▸ READING TEXT:
McCain's making a big issue of "earmarks" and citing entertaining examples of ridiculous-sounding ones, circumvents discussion of the larger issues of the allocation of funds in the federal budget: according to the Office of Management and Budget, earmarks represent less than one percent of federal spending.

Now he's back to declaring himself a maverick, but it's not clear what that means. If he gains the presidency, is he going to rebel against the base he's now depending on to get him elected? (Hence his selection of running mate Sarah Palin.) Campaigns matter. If he means "shaking up the system" (which is not the same thing), opposing earmarks doesn't cut it.

McCain's recent conduct of his campaign - his willingness to lie repeatedly (including in his acceptance speech) and to play Russian roulette with the vice-presidency, in order to fulfill his long-held ambition - has reinforced my earlier, and growing, sense that John McCain is not a principled man.

In fact, it's not clear who he is.
--------
Elizabeth Drew is author of "Citizen McCain" (Simon & Schuster, 2002; paperback with new introduction, 2008.

==========

iow, McWorse has transformed himself into a lying, foolish scumbag. In his own book and recorded on tape in his own voice, he runs for personal ambition primarily, not for patriotism, nor for any "vision thang" but just for John McCain.

whottt
09-19-2008, 12:32 AM
http://www.barackobama.com/issues/immigration/

But really it doesn't matter what it is. The perception is that Republicans are anti-immigrant so the Democrats win by default.

_ZF2kFbnYaA

whottt
09-19-2008, 12:33 AM
...



Already posted stupid fuck.

ggoose25
09-19-2008, 12:35 AM
Like I said. That video doesn't matter. Just like it doesnt matter if John McCain has absolutely no idea where Spain is or who leads the country. The perception is that he has command of foreign policy, so I don't expect him to get too damaged by the recent gaffe.

▸ REQUIRED ACTION 1:
Answer these questions from the text on John McCain's campaign:
(a) According to the Office of Management and Budget, what share of federal spending do earmarks represent?
(b) Who is named as McCain's running mate?
(c) What is the title of the book Elizabeth Drew wrote?
▸ REQUIRED ACTION 2: Return the passage of the text on John McCain's campaign from "Already posted stupid" to "the recent gaffe.", copied word for word.

(Stored data entries)

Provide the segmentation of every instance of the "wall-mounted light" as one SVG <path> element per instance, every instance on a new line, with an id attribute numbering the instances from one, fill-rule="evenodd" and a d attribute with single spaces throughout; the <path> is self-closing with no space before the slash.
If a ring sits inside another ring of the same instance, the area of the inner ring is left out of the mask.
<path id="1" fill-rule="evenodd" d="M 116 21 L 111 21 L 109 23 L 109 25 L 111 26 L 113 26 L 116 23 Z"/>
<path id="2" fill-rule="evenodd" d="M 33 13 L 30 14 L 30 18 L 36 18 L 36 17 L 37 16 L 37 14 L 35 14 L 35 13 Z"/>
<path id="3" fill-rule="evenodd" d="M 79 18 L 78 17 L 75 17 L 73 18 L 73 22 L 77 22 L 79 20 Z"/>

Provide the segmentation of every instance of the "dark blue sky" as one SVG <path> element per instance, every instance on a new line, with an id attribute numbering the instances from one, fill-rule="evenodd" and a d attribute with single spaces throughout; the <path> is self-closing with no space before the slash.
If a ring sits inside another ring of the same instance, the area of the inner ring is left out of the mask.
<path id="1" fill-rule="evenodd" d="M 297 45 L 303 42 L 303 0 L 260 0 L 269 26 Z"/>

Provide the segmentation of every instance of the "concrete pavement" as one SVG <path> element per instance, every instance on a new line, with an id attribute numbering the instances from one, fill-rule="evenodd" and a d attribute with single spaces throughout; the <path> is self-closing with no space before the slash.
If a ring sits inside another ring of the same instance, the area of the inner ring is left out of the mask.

▸ TASK RESULT 1:
(a) Less than one percent.
(b) Sarah Palin.
(c) "Citizen McCain."

▸ TASK RESULT 2:
Already posted stupid fuck.

ggoose25
09-19-2008, 12:35 AM
Like I said. That video doesn't matter. Just like it doesnt matter if John McCain has absolutely no idea where Spain is or who leads the country. The perception is that he has command of foreign policy, so I don't expect him to get too damaged by the recent gaffe.